++++ Given records ++++

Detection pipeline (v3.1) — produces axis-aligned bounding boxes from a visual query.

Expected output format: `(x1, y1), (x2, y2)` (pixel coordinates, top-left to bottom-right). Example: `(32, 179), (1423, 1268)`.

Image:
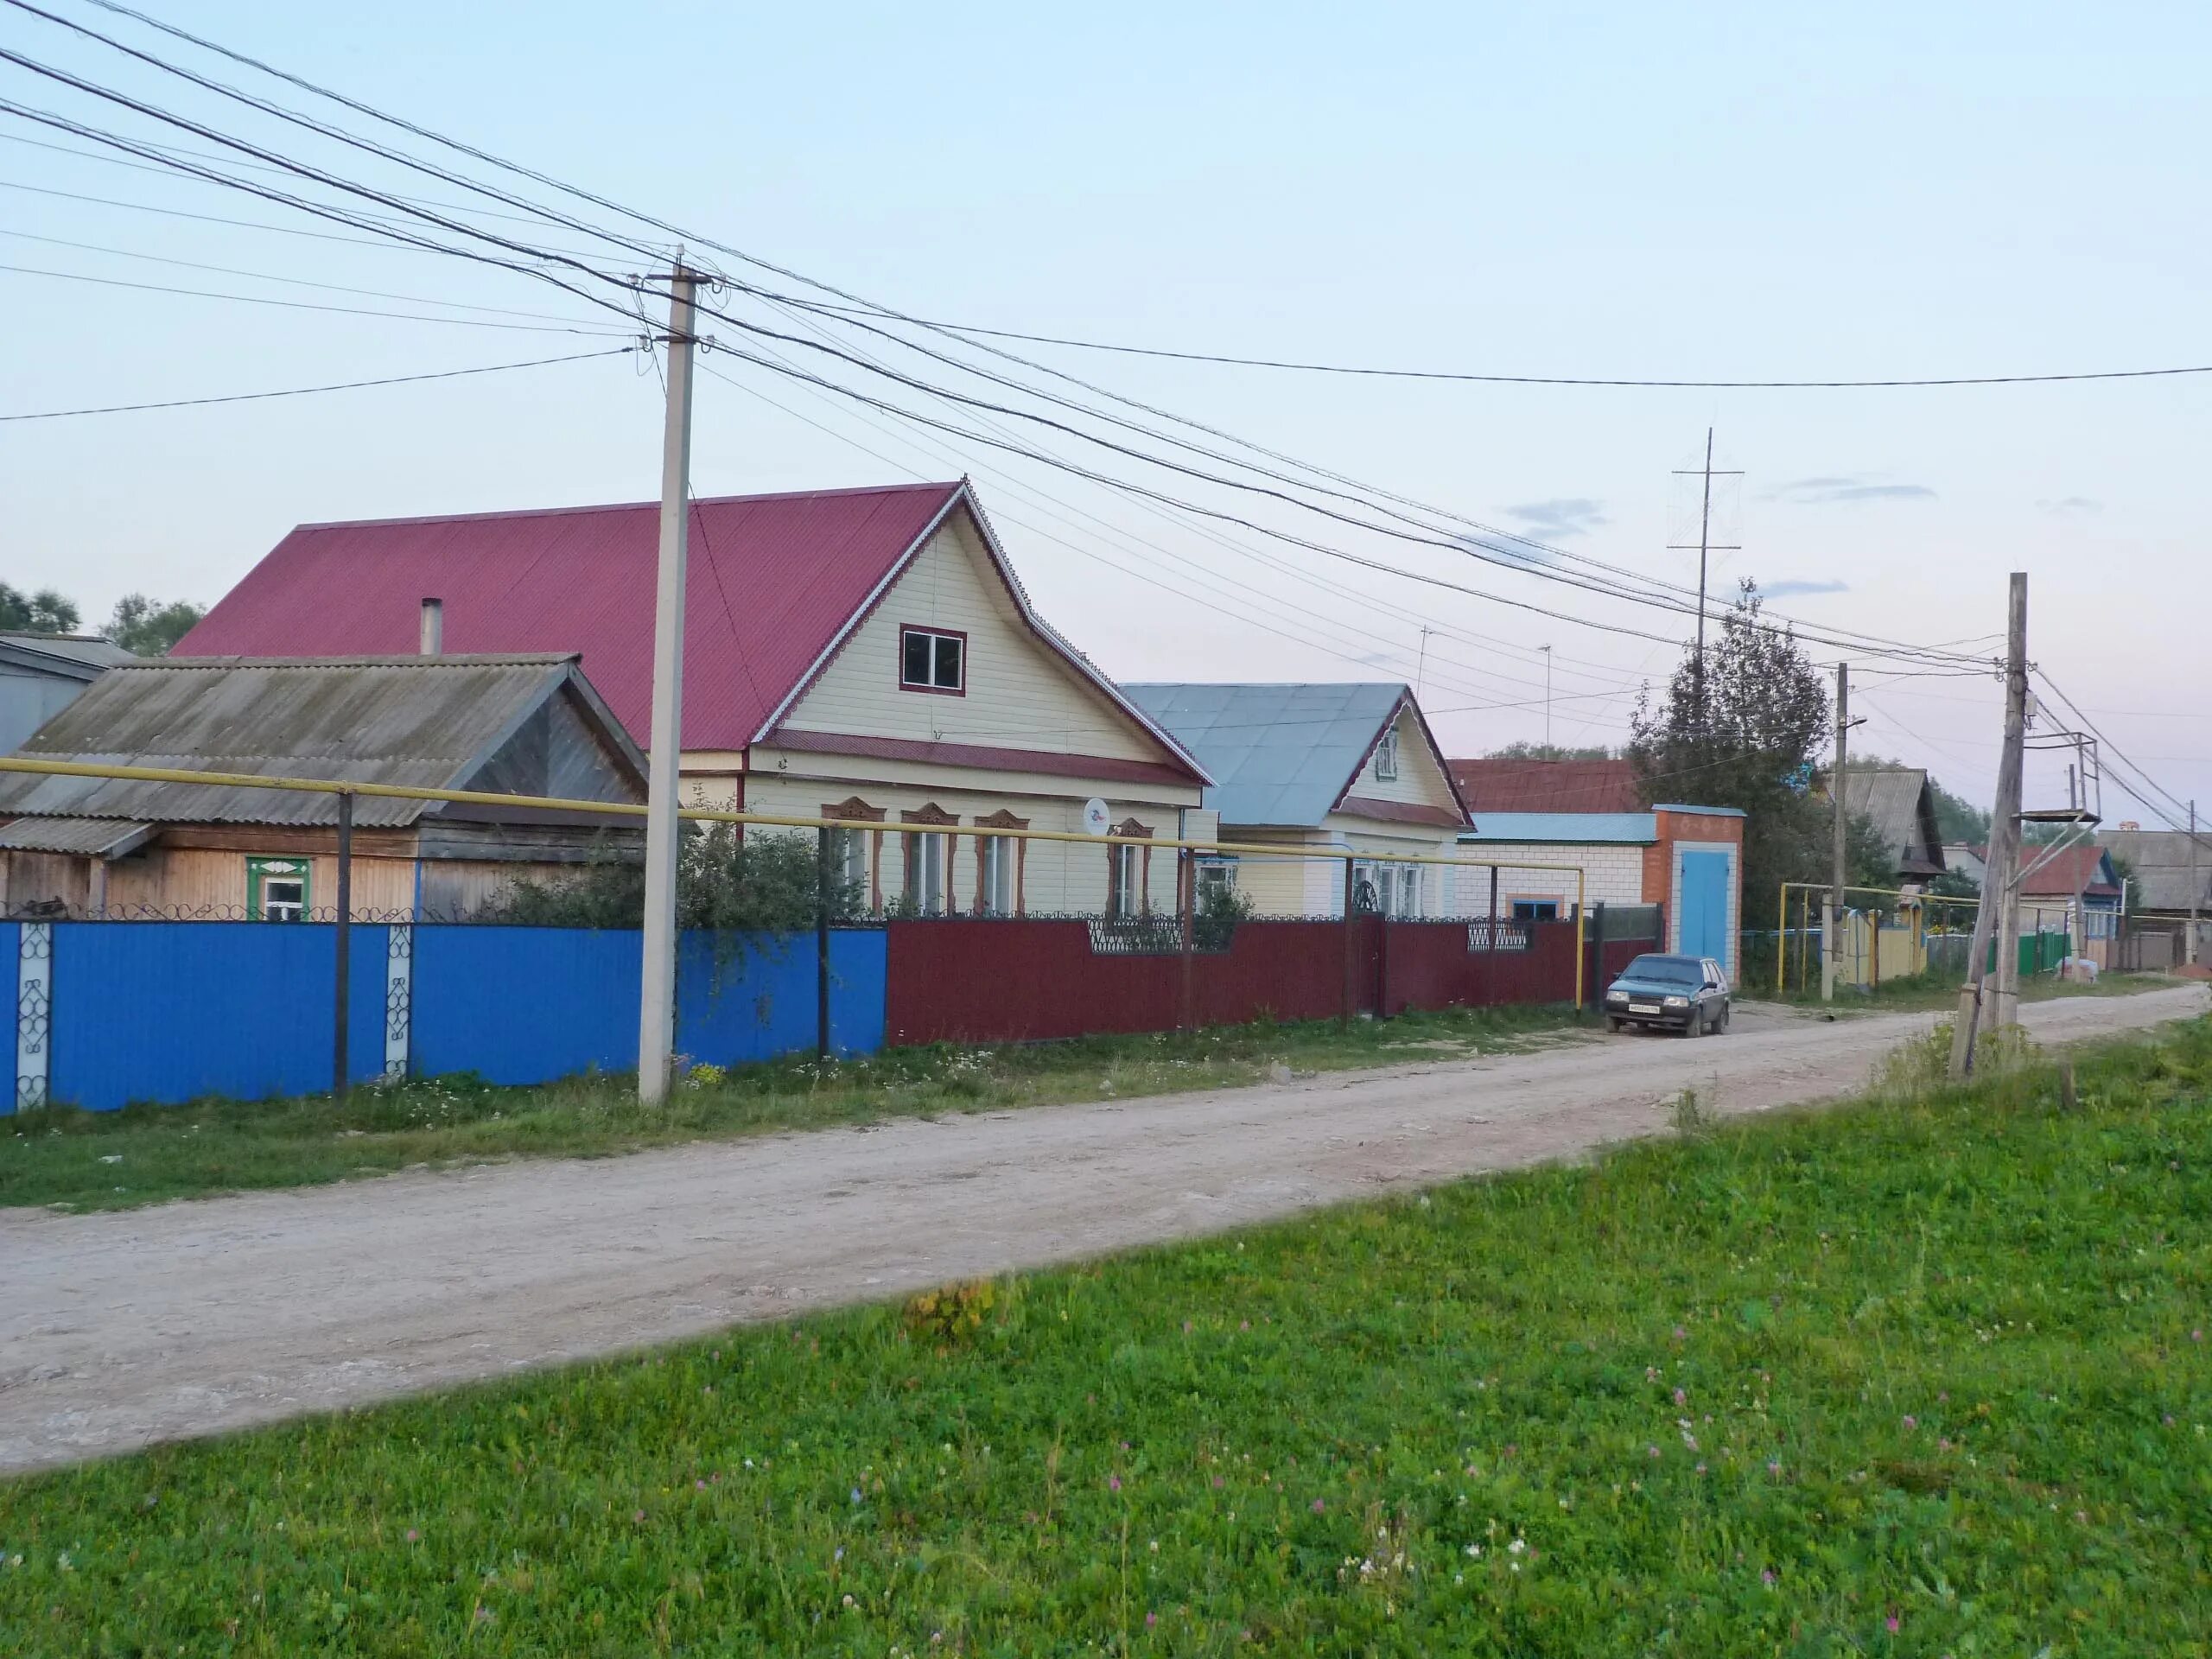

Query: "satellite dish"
(1083, 798), (1110, 838)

++++

What you will do – Only the listing above, set down exactly and without pictures, belongs in the answer.

Completed task –
Detection pipeline (v3.1) — produces axis-aligned bounding boxes from a visual query.

Expected output format: `(x1, y1), (x2, y2)` (pixel coordinates, top-left to bottom-right). Example: `(32, 179), (1423, 1268)`.

Image:

Query: "satellite dish"
(1083, 798), (1110, 838)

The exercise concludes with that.